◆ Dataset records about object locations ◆

++++

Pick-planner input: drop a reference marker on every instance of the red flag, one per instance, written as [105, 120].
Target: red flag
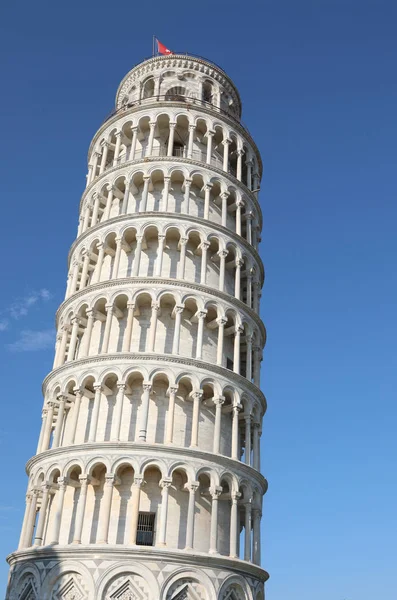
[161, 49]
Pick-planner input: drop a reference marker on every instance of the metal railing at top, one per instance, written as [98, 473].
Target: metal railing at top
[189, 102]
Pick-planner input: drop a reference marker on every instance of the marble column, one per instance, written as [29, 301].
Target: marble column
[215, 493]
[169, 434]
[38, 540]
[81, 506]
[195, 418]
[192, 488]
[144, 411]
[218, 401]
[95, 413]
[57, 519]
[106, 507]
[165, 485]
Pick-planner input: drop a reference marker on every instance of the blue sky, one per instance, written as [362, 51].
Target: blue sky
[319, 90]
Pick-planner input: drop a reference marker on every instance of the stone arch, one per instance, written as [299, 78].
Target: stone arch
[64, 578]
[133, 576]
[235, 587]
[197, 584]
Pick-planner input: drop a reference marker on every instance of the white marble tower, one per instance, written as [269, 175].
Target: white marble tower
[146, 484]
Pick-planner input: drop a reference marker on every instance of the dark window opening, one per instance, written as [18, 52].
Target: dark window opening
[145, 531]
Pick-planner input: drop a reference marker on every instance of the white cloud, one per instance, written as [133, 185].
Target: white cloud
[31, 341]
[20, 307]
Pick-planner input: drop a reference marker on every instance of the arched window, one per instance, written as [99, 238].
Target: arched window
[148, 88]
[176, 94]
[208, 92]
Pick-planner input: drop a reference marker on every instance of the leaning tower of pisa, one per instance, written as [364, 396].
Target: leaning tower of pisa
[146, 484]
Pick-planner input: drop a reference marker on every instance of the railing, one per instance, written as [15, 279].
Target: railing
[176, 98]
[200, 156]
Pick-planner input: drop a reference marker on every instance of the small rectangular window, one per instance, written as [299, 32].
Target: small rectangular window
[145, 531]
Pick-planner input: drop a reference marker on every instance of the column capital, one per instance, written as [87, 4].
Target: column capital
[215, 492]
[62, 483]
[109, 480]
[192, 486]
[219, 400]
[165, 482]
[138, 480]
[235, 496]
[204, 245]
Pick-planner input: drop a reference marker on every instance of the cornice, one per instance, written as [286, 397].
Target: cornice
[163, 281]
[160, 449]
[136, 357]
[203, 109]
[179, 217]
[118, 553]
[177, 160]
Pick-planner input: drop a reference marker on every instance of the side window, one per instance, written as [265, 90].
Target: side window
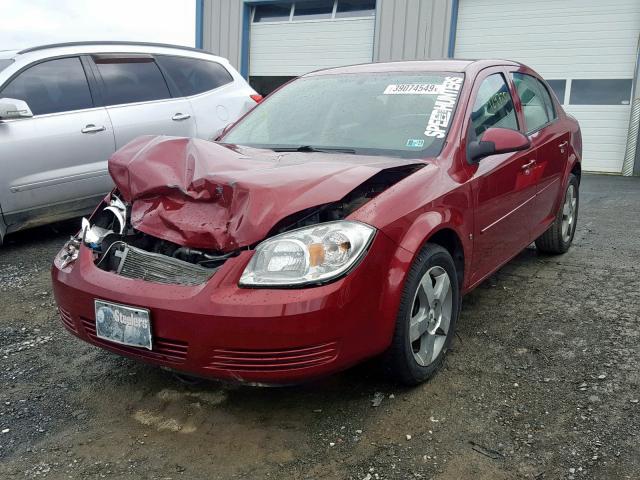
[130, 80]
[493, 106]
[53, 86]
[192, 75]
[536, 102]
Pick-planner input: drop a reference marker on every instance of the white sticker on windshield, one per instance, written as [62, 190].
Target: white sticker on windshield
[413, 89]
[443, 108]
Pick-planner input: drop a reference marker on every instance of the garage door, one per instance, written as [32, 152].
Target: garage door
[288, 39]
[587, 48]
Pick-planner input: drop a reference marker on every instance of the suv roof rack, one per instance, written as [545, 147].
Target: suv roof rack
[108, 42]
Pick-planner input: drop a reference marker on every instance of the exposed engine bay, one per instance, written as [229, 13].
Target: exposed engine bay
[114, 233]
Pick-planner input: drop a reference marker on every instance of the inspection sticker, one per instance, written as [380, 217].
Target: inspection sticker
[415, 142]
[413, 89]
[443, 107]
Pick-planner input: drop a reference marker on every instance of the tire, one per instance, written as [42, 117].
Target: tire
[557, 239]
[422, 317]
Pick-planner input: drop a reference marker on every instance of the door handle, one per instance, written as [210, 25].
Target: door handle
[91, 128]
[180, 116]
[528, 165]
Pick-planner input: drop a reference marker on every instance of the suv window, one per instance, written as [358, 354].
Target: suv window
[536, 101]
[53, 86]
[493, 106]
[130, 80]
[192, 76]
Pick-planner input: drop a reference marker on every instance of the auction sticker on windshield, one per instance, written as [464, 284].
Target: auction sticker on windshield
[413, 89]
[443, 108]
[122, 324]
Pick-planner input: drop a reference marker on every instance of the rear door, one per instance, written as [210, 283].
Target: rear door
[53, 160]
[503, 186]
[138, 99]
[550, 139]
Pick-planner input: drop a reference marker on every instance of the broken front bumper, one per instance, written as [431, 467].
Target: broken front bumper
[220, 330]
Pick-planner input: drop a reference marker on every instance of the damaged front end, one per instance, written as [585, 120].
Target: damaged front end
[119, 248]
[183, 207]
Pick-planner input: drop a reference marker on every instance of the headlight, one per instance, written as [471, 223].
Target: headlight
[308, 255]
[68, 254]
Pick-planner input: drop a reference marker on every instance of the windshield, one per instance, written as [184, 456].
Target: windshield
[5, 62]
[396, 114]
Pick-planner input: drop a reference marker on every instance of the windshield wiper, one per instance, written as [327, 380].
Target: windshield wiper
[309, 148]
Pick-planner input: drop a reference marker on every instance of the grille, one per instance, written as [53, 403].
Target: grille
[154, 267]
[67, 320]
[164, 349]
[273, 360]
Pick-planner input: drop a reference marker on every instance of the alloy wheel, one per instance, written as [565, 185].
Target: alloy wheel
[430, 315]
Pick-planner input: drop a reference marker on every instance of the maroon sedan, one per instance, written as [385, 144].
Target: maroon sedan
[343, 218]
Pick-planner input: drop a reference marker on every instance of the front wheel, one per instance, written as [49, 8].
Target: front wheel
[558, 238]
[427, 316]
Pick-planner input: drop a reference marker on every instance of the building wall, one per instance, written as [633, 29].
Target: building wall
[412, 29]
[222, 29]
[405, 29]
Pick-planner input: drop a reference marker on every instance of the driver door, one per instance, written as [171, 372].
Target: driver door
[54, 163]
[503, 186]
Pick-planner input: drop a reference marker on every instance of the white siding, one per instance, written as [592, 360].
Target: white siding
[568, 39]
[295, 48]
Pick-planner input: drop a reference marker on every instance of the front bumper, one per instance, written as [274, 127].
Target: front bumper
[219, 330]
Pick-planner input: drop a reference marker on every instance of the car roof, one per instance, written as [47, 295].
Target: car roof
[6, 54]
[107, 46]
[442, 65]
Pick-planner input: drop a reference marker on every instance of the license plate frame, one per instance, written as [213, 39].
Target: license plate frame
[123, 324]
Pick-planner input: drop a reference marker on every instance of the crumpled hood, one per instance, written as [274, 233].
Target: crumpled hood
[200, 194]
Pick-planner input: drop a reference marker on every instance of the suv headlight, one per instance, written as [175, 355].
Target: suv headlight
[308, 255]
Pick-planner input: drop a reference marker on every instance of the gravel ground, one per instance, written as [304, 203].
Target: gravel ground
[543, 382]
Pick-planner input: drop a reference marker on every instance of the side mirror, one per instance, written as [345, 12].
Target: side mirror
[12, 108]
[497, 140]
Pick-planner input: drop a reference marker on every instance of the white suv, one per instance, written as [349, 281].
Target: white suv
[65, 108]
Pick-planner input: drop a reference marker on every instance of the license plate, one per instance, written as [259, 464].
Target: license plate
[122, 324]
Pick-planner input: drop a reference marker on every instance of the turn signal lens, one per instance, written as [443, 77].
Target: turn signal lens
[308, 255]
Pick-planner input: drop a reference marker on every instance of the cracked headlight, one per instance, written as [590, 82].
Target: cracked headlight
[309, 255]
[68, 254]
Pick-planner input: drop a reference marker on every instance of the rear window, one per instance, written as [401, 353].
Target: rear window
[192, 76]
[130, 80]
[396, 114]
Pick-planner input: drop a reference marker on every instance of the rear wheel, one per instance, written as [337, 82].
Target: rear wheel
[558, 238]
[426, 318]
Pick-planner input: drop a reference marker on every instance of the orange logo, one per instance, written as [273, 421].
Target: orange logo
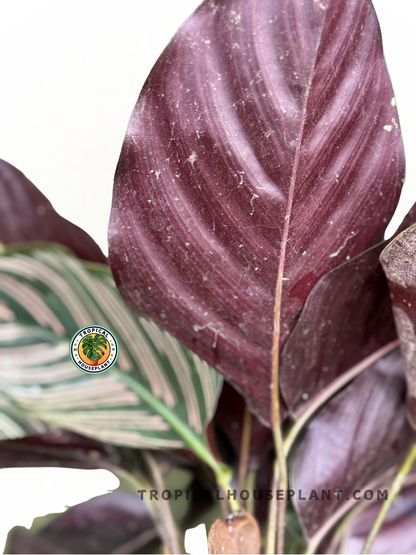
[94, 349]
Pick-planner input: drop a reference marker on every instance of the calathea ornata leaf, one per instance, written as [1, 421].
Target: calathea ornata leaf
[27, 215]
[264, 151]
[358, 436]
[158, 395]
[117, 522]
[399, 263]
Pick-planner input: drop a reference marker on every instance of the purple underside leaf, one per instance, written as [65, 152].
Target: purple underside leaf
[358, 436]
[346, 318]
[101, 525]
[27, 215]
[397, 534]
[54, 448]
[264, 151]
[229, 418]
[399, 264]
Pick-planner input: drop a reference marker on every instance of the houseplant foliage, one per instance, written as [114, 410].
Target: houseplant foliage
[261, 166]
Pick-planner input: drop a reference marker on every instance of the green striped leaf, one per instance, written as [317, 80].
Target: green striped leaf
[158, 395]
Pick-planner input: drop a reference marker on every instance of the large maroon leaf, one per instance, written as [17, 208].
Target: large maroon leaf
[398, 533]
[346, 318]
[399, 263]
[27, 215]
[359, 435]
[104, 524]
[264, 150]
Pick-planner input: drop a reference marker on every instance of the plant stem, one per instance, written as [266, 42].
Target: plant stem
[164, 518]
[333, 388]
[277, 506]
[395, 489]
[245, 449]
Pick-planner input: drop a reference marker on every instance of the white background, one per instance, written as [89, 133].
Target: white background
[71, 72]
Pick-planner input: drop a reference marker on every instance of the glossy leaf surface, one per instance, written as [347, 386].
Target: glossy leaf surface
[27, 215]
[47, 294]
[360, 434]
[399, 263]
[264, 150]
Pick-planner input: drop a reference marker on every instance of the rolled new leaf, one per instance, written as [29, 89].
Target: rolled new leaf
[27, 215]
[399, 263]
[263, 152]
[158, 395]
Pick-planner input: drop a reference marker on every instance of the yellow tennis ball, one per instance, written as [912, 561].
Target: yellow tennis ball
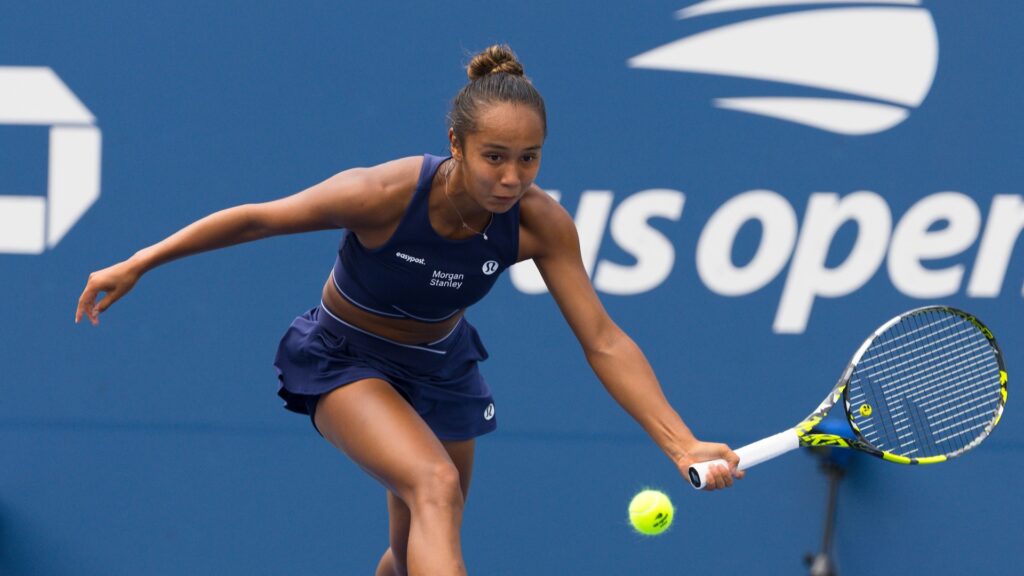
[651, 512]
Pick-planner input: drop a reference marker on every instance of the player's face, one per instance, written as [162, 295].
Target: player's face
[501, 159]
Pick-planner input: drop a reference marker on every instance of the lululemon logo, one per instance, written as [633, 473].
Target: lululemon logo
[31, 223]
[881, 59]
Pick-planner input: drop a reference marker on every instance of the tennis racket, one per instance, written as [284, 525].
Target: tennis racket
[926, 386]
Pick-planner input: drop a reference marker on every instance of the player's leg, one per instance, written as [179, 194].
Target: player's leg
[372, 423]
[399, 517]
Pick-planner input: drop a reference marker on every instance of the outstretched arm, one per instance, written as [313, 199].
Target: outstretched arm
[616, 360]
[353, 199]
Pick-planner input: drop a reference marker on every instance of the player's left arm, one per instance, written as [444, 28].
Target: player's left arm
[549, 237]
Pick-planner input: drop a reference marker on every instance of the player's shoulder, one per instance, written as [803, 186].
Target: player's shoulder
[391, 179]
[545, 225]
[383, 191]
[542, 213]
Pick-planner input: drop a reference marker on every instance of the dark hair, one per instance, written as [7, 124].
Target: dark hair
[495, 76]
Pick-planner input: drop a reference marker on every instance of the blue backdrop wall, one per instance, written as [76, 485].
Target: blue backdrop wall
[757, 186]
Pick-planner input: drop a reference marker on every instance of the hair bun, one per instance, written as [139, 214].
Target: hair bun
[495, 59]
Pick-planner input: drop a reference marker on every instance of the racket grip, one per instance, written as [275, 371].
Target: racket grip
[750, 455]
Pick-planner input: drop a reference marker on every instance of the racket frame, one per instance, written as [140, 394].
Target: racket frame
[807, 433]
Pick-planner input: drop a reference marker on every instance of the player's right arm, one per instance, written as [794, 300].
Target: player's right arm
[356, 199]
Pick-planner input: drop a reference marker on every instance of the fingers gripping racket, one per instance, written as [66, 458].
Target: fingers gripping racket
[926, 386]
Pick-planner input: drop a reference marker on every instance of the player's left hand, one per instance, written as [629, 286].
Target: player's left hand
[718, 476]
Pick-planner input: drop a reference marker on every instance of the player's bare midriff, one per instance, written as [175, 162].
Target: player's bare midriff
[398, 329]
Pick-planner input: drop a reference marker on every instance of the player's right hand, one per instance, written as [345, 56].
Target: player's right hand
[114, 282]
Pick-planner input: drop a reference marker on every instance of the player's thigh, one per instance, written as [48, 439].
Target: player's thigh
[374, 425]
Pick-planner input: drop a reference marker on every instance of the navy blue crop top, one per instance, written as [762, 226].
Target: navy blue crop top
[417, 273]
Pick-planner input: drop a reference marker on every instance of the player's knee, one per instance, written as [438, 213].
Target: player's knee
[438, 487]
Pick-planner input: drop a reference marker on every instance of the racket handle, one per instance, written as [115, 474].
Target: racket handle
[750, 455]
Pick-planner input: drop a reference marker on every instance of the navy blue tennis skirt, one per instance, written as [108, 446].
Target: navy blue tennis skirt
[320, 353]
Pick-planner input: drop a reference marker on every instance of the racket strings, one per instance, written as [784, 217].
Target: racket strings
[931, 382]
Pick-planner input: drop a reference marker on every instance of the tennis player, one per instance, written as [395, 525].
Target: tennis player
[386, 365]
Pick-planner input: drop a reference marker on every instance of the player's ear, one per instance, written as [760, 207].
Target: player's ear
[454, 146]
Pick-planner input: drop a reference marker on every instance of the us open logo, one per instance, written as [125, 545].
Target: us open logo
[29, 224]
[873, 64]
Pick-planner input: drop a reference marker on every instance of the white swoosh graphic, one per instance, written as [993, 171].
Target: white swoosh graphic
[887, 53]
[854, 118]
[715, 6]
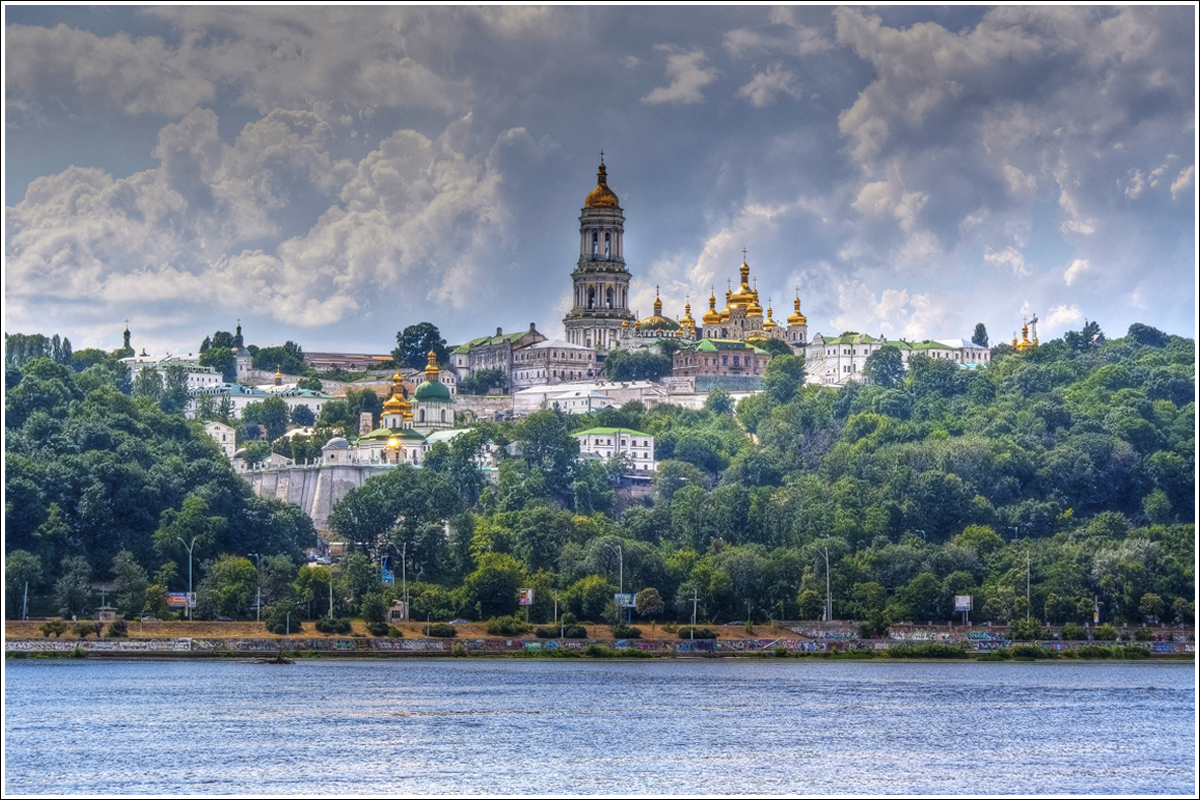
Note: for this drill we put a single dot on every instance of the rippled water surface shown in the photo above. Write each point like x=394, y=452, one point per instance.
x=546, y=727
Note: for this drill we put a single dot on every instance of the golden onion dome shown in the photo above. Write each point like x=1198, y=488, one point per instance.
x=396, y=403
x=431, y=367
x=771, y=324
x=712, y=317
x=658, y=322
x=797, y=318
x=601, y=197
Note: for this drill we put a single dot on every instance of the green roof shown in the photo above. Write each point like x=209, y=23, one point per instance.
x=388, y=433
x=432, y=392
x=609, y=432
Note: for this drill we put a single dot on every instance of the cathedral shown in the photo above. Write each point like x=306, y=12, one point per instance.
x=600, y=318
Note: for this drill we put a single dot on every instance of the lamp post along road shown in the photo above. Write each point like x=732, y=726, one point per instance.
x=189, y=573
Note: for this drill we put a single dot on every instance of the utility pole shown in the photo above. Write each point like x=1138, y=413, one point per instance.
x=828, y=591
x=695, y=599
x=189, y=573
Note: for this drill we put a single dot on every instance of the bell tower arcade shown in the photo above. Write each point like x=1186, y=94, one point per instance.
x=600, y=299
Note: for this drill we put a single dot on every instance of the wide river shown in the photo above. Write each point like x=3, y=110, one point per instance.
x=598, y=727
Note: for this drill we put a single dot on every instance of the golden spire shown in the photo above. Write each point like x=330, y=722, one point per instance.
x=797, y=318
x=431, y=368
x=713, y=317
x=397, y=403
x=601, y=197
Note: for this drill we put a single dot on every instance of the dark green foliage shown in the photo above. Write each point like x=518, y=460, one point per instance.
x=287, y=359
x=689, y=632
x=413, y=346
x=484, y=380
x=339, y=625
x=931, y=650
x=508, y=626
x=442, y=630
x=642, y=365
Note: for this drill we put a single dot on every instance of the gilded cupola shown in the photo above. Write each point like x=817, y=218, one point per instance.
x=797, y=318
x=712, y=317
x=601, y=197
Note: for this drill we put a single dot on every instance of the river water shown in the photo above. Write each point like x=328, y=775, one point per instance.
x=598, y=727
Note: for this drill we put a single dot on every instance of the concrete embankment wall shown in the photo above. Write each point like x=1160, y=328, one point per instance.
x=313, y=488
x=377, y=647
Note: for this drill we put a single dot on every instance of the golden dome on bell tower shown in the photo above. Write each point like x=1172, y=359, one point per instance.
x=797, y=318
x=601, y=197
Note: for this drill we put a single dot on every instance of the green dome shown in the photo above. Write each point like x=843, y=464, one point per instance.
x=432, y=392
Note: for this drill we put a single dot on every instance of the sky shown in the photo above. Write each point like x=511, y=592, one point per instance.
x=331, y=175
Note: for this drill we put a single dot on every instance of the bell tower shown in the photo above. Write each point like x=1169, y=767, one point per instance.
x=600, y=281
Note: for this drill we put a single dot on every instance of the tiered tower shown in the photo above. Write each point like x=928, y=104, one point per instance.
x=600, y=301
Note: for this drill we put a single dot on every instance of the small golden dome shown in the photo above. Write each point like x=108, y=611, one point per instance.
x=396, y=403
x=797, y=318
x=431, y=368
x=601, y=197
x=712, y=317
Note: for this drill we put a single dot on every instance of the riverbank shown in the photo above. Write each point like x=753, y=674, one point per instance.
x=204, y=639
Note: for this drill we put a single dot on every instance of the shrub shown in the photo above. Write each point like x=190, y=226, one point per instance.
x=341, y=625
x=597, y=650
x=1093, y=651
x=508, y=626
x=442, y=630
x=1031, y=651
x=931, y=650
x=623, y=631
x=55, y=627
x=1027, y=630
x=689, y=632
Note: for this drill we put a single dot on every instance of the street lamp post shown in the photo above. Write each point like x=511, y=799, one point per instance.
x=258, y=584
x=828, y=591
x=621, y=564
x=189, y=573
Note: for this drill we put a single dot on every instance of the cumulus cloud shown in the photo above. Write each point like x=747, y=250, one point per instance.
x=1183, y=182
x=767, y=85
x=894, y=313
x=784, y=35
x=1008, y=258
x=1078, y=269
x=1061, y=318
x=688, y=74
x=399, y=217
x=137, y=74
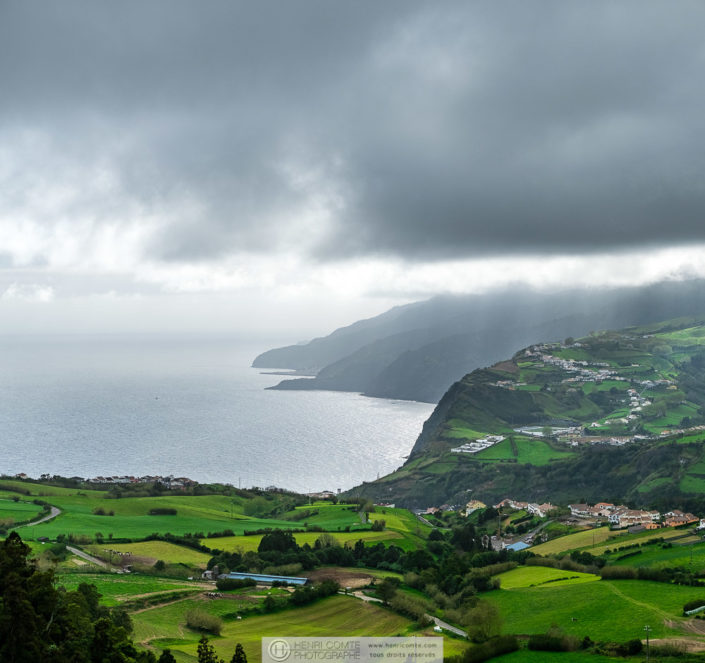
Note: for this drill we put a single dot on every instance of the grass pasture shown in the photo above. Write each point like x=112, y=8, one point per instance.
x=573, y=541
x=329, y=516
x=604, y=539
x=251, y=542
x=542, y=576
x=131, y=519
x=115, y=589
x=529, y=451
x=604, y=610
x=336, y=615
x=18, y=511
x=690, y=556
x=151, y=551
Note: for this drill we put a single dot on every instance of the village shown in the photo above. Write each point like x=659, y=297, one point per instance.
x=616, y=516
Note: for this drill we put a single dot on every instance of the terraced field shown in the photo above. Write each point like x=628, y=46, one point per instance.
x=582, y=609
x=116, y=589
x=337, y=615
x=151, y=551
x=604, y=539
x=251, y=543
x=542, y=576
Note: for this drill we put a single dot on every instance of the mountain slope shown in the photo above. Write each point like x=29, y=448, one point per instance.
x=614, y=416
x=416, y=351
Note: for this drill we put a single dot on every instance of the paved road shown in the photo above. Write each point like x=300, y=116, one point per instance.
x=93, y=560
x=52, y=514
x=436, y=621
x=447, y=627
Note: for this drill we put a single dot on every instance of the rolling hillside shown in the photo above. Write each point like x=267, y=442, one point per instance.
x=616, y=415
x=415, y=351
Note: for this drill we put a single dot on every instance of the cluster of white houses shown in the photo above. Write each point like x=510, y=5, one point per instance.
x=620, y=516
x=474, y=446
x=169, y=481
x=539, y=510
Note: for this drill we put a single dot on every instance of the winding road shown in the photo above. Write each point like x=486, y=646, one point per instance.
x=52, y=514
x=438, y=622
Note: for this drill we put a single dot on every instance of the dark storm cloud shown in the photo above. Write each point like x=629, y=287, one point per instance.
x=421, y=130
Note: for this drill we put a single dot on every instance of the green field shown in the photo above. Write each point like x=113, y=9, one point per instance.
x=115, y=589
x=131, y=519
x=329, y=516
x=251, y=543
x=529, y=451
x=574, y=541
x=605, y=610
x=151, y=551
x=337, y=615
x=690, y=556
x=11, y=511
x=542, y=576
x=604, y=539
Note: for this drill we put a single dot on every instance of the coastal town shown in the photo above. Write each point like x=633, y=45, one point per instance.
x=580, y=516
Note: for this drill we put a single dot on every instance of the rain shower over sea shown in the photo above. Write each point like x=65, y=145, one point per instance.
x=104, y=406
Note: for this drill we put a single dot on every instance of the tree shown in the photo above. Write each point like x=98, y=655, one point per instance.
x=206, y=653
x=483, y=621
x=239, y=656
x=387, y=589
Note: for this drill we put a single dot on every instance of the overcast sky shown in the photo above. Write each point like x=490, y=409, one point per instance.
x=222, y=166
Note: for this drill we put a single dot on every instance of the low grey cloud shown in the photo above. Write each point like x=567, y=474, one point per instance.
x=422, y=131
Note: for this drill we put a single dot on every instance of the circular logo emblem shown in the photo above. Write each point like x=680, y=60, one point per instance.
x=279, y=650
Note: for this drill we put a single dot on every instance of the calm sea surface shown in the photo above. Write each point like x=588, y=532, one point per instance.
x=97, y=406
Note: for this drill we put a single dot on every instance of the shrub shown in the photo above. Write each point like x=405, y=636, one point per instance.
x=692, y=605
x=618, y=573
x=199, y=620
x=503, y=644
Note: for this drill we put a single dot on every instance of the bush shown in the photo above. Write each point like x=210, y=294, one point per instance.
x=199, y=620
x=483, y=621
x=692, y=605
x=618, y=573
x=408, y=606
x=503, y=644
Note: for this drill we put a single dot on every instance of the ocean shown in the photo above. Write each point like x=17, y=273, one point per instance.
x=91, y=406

++++

◆ Request ◆
Beginning at the line where "y=474, one point per instance." appears, extract each line through the end of the data above; keep them exact and include nothing else.

◆ Exercise result ◆
Note: for this drill we put a single dot on every instance of the low grey cloud shown in the photo above. Write each point like x=567, y=474, one point per instance.
x=422, y=131
Note: for this drill we put a single dot on every instance of the circular logo emblem shown in the photo above. Write each point like x=680, y=60, one point per instance.
x=279, y=650
Note: for this drill we put a single dot on every instance of the calm sea surface shown in the photo above. Write each point like x=588, y=532, one point per instance.
x=97, y=406
Note: for this drill we put a single dot on every instance of the shrub shown in the photo above. Write each point like x=405, y=636, one point per instance.
x=692, y=605
x=618, y=573
x=199, y=620
x=503, y=644
Note: for this drill we put a single dot on every instance of the bush shown in the photo above. Write each point like x=210, y=294, one point per instance.
x=199, y=620
x=483, y=621
x=692, y=605
x=618, y=573
x=408, y=606
x=503, y=644
Note: for this drill we put a single dot on every instance of the ocean shown in the photo above. Write each point like x=17, y=273, one point per instance.
x=91, y=406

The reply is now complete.